### [RAW RECORDS]

● ● ●

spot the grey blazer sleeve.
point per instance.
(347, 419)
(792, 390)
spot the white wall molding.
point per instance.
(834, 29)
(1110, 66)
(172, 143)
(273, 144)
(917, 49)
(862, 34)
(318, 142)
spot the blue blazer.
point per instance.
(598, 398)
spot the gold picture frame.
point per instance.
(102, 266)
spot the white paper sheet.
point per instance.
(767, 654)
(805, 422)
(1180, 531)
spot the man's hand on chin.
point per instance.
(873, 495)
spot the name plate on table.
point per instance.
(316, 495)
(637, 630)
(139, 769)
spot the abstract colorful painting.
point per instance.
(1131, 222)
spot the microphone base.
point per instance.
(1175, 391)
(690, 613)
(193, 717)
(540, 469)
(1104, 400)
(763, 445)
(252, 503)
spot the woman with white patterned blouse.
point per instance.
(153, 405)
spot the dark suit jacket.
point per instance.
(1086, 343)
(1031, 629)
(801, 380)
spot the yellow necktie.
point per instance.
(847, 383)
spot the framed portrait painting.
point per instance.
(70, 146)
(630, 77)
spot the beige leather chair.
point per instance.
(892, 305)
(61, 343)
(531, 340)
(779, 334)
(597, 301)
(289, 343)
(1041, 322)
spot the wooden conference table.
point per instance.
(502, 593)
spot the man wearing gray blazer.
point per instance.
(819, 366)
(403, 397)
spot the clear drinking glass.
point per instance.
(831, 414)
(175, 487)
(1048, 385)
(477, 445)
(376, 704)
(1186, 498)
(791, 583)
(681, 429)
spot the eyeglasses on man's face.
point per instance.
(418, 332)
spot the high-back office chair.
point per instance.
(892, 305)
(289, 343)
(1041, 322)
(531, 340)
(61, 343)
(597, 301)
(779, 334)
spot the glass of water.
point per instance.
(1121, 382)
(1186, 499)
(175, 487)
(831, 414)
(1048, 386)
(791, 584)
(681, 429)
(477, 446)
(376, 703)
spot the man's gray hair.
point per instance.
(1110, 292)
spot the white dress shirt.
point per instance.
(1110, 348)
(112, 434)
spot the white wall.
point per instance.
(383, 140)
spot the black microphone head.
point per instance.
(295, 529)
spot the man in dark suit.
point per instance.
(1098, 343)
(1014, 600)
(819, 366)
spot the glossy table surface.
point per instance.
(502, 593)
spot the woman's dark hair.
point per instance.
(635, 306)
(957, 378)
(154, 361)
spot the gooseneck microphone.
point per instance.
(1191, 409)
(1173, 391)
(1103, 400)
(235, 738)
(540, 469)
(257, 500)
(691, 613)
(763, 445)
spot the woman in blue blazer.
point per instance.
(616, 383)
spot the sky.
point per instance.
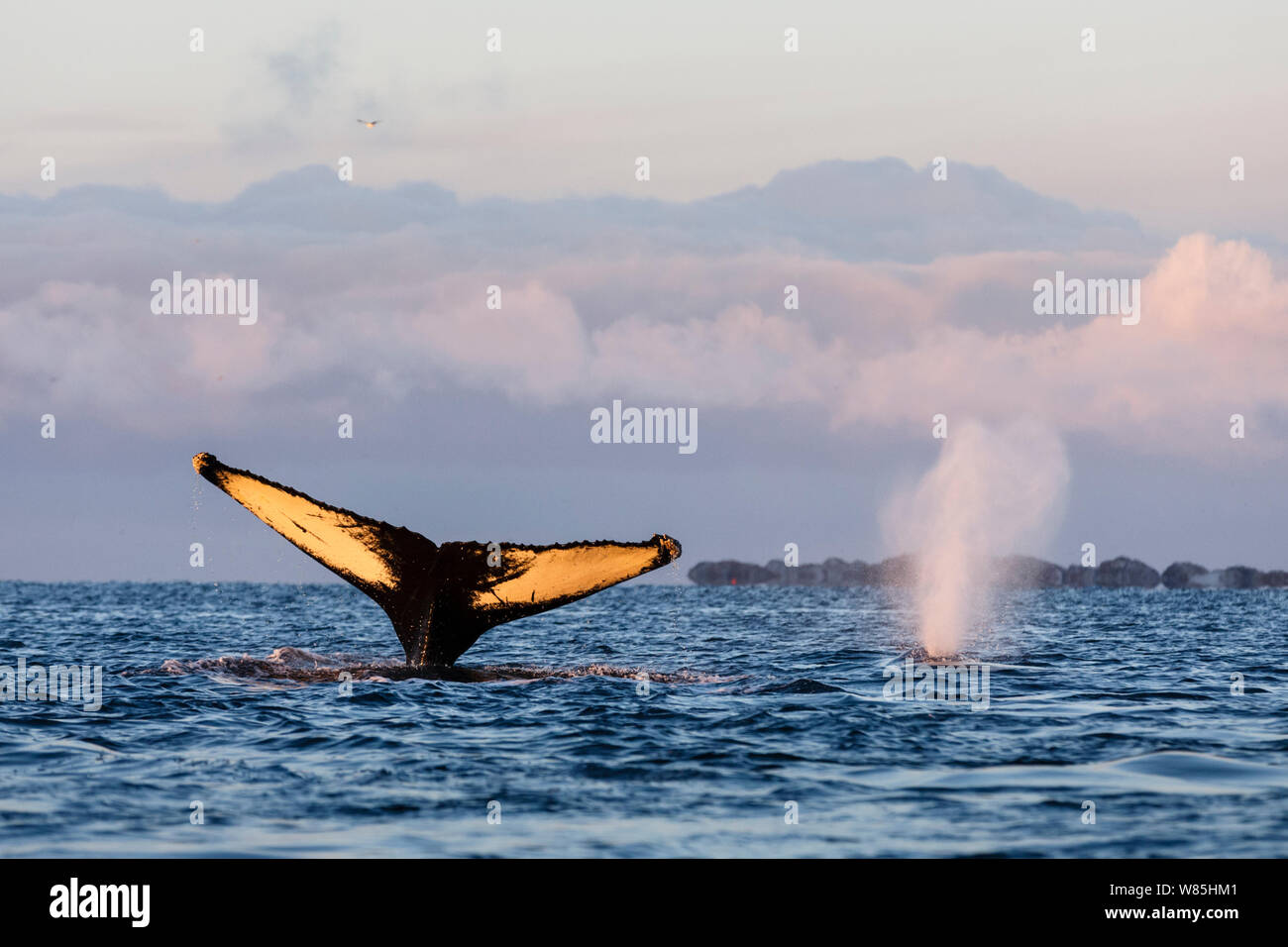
(518, 169)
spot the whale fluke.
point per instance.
(439, 596)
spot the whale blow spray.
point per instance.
(991, 493)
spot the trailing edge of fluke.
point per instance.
(439, 596)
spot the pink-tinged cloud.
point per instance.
(872, 344)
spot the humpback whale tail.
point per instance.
(439, 596)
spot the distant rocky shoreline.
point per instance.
(1012, 571)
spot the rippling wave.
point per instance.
(645, 720)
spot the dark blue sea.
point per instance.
(764, 727)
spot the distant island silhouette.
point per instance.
(1012, 571)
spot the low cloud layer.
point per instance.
(877, 343)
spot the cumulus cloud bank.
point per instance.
(604, 309)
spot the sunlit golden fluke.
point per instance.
(441, 598)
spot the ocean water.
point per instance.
(760, 703)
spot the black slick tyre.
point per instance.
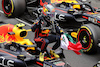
(88, 35)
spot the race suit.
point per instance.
(43, 34)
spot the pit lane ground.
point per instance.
(74, 60)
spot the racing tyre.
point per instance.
(13, 8)
(88, 35)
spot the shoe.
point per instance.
(41, 57)
(54, 54)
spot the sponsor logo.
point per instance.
(6, 63)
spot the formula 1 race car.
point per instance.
(15, 51)
(84, 18)
(74, 10)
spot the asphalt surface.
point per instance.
(74, 60)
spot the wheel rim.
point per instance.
(7, 6)
(85, 38)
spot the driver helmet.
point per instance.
(48, 12)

● ● ●

### [THE TASK]
Quote the listing from the line with "spot the black slick tyre." through the end of the listing, leaving the pictures out.

### [CORRECT RESULT]
spot the black slick tyre.
point per instance.
(88, 35)
spot the race suit.
point per instance.
(43, 34)
spot the pit lane ground.
point per instance.
(74, 60)
spot the racing tyre.
point per instance.
(13, 8)
(88, 35)
spot the shoe.
point per instance.
(41, 57)
(54, 54)
spot the sponsor logo.
point per instance.
(6, 63)
spot the formula 1 race car.
point per instance.
(15, 51)
(84, 18)
(74, 10)
spot the asphalt surface.
point per instance.
(74, 60)
spot the wheel rim.
point per instance.
(7, 6)
(85, 38)
spot the driver helmet.
point per instance.
(48, 12)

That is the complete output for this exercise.